» **Work to be completed**:
Please return every line of the records below that contains the word "nose".

» **Entries supplied**:
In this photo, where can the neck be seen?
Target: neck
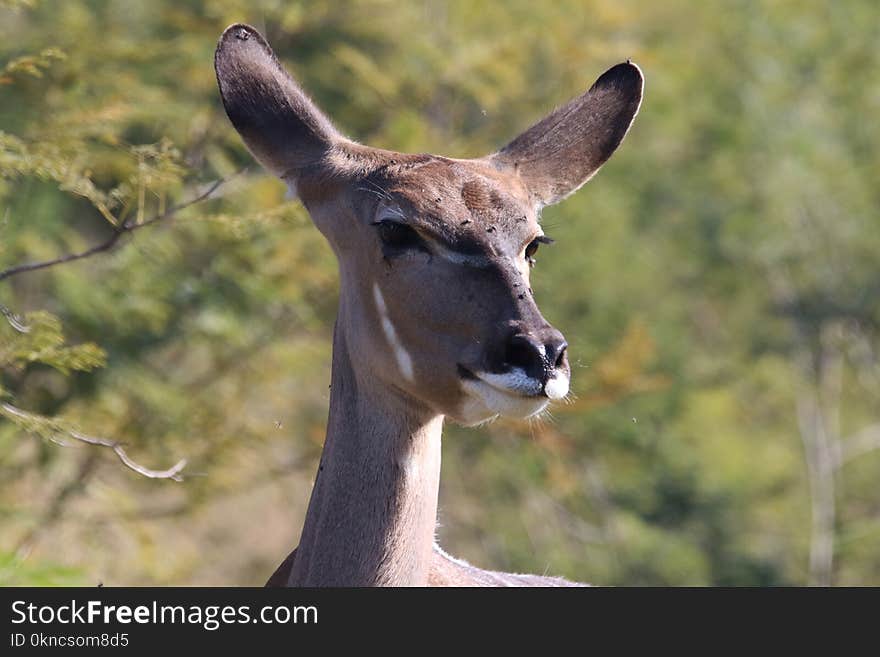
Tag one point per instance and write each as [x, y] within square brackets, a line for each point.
[373, 509]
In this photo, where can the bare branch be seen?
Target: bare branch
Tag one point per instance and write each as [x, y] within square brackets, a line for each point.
[14, 320]
[171, 473]
[120, 230]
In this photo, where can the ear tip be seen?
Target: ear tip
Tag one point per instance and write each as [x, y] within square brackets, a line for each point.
[237, 38]
[626, 76]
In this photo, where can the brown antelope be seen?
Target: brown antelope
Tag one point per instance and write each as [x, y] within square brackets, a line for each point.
[436, 316]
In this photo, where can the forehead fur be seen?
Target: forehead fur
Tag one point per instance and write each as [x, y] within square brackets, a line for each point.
[467, 201]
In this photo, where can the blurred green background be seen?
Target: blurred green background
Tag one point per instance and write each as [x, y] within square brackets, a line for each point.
[718, 282]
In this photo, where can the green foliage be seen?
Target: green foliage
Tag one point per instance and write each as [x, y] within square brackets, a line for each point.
[717, 283]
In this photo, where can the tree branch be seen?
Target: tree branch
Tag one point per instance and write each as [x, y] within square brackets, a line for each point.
[171, 473]
[864, 441]
[120, 230]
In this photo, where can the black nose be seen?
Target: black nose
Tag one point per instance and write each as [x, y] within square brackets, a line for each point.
[538, 354]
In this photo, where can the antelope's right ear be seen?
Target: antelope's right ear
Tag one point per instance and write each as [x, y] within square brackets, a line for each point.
[279, 124]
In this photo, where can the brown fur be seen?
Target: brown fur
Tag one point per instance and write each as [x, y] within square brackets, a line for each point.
[416, 322]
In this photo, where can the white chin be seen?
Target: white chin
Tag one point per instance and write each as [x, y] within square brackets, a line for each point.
[486, 402]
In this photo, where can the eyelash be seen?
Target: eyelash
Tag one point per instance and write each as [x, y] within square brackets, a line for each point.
[396, 235]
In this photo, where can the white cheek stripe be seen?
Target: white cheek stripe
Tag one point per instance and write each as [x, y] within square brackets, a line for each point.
[404, 361]
[477, 261]
[292, 192]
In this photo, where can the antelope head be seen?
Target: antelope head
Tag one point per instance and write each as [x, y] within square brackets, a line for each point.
[434, 253]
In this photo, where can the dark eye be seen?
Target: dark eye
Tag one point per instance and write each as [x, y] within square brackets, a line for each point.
[532, 248]
[398, 236]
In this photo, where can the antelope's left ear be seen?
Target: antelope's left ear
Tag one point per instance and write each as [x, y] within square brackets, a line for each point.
[562, 151]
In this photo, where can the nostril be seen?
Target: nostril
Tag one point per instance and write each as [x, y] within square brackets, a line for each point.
[521, 352]
[560, 355]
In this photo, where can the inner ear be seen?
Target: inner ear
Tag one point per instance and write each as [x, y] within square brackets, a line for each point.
[280, 125]
[565, 149]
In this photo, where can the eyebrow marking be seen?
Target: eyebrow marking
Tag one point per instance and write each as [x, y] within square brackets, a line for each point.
[477, 261]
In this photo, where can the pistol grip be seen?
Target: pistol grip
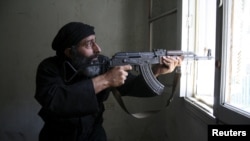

» **Result of the exercise**:
In this photo, where can the black nose be seen?
Target: black nose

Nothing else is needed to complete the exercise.